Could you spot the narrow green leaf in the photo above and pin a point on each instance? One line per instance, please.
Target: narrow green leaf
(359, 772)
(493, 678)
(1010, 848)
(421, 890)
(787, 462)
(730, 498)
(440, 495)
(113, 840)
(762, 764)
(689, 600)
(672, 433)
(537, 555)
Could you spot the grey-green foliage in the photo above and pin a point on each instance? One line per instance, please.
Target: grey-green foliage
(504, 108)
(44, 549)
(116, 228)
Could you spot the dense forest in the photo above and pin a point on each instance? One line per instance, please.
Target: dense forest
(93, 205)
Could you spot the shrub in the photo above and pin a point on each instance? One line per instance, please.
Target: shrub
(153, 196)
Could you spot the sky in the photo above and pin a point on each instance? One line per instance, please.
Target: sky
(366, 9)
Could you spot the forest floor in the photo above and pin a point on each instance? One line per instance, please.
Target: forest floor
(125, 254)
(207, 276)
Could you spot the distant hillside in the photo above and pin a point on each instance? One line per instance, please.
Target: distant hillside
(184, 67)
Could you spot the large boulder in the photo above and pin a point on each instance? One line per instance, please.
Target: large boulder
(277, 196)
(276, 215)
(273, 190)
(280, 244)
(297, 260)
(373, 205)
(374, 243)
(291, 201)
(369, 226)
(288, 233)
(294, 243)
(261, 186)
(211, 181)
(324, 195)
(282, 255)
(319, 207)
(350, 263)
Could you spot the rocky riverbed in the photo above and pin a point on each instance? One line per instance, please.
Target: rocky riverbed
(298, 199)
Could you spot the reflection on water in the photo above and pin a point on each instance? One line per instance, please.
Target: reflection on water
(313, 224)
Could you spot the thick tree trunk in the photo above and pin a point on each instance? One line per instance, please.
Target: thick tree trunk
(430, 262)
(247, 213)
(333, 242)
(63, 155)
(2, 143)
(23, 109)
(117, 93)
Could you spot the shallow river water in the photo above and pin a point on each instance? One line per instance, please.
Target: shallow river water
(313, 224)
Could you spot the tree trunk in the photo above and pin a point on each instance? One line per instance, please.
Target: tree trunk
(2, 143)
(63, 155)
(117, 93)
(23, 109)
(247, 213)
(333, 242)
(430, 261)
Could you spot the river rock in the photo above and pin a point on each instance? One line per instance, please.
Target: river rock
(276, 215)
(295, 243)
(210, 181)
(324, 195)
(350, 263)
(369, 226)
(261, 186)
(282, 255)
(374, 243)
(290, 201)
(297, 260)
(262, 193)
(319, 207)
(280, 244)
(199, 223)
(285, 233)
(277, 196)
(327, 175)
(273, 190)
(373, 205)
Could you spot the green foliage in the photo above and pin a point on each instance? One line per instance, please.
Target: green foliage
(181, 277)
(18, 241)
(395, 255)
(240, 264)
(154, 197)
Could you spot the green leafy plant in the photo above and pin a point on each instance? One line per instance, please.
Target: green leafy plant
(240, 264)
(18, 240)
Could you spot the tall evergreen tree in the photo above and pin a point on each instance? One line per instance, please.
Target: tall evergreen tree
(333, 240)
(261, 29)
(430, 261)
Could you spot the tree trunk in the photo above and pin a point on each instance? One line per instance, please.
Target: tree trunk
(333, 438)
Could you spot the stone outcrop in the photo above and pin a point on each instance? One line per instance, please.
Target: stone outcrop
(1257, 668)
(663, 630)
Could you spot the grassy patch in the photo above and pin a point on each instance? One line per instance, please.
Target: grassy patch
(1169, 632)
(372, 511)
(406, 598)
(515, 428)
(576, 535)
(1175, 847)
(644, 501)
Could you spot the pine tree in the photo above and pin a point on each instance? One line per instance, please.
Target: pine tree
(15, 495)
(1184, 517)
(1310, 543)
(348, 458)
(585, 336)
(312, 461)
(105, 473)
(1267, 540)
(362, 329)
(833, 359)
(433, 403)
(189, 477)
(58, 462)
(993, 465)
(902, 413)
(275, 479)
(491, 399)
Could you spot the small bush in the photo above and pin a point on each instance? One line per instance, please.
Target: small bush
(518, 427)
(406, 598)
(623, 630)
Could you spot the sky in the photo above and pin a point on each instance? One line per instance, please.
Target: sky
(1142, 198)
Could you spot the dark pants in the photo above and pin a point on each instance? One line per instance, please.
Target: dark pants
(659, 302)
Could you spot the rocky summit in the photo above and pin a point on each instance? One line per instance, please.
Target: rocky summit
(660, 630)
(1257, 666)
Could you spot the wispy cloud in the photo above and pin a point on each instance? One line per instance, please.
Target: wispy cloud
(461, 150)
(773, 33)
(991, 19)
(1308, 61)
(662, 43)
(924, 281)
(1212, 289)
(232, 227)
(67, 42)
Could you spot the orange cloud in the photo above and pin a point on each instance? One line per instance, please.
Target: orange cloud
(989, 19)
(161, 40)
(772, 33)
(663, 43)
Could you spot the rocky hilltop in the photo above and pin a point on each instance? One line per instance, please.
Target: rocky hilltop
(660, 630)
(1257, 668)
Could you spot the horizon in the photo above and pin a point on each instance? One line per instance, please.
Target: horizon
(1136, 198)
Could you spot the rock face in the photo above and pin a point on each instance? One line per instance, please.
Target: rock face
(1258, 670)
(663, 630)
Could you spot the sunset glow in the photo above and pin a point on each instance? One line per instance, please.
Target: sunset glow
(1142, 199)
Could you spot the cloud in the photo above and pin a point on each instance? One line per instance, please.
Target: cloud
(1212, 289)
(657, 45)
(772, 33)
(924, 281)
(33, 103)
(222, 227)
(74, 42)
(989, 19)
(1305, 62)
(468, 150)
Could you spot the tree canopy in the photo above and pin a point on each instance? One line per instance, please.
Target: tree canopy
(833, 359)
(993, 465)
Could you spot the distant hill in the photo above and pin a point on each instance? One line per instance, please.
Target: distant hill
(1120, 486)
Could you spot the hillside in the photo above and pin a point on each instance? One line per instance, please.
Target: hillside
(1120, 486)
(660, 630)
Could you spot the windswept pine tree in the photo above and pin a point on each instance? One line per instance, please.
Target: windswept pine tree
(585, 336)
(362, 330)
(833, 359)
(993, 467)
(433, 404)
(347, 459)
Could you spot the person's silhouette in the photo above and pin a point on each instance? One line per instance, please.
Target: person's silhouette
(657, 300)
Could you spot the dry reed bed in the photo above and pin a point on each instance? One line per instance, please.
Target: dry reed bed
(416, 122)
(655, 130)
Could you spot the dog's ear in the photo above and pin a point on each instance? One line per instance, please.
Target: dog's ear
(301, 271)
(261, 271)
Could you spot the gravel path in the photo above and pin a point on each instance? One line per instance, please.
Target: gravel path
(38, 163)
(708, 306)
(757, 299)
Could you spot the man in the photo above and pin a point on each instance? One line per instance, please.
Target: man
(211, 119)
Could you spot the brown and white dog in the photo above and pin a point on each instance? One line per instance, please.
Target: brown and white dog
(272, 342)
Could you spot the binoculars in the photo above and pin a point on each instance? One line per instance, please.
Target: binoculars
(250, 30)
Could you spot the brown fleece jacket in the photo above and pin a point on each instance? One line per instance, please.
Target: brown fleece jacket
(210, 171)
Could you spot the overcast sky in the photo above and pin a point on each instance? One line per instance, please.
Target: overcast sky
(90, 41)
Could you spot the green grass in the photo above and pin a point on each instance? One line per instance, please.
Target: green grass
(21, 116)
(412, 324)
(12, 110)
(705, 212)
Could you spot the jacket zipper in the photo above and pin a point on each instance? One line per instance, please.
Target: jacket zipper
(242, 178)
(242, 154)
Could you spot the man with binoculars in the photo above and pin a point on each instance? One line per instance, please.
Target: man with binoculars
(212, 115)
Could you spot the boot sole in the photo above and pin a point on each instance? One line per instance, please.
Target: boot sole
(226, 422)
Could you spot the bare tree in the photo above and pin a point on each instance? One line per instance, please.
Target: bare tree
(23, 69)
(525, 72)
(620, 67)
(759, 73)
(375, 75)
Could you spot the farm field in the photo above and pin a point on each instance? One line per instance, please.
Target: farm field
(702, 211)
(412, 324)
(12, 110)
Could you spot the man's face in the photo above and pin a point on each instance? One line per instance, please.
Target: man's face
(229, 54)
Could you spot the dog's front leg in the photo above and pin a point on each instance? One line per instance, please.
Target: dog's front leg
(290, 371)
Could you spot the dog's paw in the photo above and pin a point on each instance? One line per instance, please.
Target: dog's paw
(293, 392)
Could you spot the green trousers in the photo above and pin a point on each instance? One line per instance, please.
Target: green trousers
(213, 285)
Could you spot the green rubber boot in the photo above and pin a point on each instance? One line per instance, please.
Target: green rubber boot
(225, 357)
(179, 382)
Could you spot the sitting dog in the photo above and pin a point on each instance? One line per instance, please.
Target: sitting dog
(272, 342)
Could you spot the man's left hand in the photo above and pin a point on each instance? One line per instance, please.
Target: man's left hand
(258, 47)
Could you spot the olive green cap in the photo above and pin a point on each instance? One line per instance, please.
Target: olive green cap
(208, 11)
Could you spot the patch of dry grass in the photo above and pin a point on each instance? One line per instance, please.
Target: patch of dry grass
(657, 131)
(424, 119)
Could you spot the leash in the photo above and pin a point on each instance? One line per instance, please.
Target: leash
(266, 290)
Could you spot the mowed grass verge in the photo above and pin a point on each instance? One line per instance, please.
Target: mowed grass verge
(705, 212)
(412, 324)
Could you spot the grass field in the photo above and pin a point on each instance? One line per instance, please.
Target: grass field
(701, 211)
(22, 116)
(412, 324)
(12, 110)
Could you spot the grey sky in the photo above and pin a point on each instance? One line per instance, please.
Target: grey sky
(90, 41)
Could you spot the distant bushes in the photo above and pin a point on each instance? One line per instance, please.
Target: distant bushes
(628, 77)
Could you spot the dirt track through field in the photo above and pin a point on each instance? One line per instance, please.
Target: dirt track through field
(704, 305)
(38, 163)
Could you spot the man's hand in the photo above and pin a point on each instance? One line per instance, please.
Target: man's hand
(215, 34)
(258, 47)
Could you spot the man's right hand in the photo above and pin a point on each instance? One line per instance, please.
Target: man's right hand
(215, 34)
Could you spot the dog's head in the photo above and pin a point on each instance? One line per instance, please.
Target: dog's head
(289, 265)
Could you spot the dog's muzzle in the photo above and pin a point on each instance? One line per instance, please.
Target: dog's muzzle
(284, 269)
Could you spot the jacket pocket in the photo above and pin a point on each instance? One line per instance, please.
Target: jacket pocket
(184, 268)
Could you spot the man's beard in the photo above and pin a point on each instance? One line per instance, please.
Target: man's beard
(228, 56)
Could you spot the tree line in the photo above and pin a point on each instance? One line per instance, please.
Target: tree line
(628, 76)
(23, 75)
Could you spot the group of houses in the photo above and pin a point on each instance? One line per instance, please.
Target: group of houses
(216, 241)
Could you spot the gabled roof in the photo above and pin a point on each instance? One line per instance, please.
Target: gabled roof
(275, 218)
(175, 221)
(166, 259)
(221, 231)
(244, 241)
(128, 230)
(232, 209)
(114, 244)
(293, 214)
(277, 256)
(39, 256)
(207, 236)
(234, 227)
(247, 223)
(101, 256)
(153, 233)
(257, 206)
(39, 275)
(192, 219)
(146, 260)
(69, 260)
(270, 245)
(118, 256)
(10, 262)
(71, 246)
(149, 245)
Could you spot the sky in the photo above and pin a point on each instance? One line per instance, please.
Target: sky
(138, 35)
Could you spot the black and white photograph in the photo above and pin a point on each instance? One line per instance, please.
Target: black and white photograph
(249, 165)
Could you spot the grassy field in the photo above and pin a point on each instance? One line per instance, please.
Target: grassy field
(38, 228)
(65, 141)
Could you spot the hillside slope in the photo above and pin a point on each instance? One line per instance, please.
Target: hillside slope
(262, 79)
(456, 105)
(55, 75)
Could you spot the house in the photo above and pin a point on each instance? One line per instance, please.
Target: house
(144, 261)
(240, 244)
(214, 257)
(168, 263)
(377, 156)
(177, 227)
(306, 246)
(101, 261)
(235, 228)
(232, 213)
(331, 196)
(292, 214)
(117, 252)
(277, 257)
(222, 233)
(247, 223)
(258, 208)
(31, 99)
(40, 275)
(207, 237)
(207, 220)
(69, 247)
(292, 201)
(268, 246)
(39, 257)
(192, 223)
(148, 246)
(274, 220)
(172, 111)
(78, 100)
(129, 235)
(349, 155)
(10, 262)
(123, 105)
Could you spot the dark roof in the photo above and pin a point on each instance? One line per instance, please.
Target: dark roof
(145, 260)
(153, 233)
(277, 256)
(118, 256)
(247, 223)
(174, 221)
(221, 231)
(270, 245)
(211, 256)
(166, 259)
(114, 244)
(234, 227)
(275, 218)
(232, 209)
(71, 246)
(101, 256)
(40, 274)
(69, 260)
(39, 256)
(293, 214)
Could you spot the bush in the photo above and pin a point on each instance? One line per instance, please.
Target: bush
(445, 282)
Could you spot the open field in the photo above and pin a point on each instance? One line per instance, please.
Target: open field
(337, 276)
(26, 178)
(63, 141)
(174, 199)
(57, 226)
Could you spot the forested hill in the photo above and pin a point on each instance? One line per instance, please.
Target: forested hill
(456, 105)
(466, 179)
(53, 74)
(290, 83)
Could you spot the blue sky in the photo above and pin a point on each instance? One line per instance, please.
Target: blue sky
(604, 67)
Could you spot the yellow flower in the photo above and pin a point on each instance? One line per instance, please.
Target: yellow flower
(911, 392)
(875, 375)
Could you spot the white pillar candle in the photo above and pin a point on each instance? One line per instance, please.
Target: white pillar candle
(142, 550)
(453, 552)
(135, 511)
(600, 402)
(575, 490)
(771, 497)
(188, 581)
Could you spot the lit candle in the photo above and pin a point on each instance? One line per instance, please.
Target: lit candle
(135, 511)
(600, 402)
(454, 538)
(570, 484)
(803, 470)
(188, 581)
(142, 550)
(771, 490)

◇ ◇ ◇ ◇

### [TASK BRIEF]
Copy exactly, and only, the lines from the one containing "Target: open field" through the last line of the listing.

### [EXERCISE RESULT]
Target: open field
(337, 276)
(26, 178)
(63, 141)
(174, 199)
(57, 226)
Could you spot the forested hill in the photo above and pin a point on each instance? One line per instance, please.
Target: forested hill
(456, 105)
(466, 179)
(53, 74)
(290, 83)
Could you spot the blue sky in the photo above and pin a point on each instance? One line per instance, please.
Target: blue sky
(604, 67)
Could you spot the yellow flower in the photo above and pin a point on each instance? One line per instance, please.
Target: yellow flower
(911, 392)
(875, 375)
Could you spot the white pillar candle in the photo above and pin a point on each instance? One line per instance, please.
Target: white pillar candle
(142, 550)
(453, 552)
(135, 511)
(600, 402)
(575, 490)
(771, 497)
(188, 581)
Could you spot the lit candle in the photo above and pin a point on each instance? One line per instance, please.
Target: lit candle
(135, 511)
(600, 402)
(454, 538)
(570, 484)
(803, 470)
(188, 581)
(142, 550)
(771, 490)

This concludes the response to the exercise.